§ **Exercise instructions**
Rewrite the lines below from the first one through the line containing "xmin=368 ymin=327 xmax=384 ymax=338", keeping every line in that span, requests included. Add 116 to each bounding-box coordinate in the answers.

— Start of Data shown —

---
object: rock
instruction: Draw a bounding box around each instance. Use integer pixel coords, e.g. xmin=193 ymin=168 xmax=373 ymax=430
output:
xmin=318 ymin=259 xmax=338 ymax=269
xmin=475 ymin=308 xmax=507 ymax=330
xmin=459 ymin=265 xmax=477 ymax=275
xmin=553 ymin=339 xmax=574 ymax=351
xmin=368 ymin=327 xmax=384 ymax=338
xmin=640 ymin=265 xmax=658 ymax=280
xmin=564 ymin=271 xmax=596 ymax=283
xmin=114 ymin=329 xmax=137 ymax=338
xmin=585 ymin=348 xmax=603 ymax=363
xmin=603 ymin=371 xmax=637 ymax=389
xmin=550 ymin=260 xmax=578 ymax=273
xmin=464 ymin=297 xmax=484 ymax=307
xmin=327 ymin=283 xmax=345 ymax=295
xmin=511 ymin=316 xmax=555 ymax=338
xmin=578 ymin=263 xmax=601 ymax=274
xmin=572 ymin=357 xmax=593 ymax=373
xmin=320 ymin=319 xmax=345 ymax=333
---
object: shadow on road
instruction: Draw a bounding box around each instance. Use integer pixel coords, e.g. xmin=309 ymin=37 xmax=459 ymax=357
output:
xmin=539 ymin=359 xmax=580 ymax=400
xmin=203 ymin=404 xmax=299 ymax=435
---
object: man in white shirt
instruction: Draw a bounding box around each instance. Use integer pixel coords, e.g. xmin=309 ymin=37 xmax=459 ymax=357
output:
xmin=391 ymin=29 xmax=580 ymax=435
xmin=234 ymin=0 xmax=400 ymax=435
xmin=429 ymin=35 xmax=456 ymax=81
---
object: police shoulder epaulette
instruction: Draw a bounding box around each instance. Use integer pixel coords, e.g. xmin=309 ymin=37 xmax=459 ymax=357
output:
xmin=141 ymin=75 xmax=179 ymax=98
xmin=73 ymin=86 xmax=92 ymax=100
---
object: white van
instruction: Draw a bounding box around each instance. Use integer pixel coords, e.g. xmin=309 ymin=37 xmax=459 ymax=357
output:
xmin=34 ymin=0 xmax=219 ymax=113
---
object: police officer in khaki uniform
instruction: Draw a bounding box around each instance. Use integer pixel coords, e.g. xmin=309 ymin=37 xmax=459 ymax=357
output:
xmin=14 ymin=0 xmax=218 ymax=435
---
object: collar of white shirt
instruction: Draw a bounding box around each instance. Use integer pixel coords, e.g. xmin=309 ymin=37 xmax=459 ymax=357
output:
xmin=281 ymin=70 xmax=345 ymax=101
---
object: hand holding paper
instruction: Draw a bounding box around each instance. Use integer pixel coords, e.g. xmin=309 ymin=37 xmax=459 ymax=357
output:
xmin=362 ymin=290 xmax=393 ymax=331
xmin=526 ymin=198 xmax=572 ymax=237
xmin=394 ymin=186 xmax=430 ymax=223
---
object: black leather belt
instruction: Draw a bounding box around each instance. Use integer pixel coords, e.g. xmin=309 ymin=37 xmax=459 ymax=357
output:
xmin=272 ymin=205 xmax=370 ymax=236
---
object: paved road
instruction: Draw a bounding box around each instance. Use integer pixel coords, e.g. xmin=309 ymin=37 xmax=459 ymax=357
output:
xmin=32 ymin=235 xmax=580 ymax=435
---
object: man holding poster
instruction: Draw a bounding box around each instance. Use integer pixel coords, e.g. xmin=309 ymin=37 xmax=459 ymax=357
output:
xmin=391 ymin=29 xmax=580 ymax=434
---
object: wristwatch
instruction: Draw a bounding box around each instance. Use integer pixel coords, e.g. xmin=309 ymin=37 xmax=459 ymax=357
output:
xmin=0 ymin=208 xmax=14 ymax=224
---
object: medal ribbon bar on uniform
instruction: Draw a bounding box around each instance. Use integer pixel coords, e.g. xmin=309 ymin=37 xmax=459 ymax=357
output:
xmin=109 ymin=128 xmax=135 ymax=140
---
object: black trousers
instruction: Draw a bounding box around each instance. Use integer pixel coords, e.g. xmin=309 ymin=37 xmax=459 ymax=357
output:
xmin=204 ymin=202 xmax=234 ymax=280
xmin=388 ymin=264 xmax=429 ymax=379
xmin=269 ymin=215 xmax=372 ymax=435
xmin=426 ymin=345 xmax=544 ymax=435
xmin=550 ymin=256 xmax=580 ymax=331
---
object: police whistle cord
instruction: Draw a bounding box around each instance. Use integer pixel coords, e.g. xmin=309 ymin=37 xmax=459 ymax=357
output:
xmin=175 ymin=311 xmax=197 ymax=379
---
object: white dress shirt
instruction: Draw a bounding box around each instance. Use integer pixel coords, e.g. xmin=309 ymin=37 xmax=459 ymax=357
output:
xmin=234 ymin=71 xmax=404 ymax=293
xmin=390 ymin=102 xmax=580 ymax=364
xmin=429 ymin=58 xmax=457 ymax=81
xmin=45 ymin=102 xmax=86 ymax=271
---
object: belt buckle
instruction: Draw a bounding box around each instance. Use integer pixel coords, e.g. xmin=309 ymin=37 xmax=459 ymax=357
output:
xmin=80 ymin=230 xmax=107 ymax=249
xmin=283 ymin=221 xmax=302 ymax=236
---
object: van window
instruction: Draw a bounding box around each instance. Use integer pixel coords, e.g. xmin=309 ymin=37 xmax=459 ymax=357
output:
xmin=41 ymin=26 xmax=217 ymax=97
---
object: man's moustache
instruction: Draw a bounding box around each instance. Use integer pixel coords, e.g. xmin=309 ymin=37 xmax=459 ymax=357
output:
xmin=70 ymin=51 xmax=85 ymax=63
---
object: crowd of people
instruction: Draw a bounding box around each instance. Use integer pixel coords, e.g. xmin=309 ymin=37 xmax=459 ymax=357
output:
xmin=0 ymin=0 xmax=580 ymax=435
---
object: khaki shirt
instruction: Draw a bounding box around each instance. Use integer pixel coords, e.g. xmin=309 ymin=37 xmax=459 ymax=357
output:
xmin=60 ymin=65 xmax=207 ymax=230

— End of Data shown —

§ **Exercise solution**
---
object: rock
instruction: Draw a bounding box around each instance. Use integer pixel coords, e.g. xmin=193 ymin=168 xmax=373 ymax=430
output:
xmin=434 ymin=375 xmax=454 ymax=385
xmin=591 ymin=424 xmax=623 ymax=446
xmin=575 ymin=381 xmax=593 ymax=391
xmin=669 ymin=455 xmax=690 ymax=467
xmin=484 ymin=443 xmax=500 ymax=454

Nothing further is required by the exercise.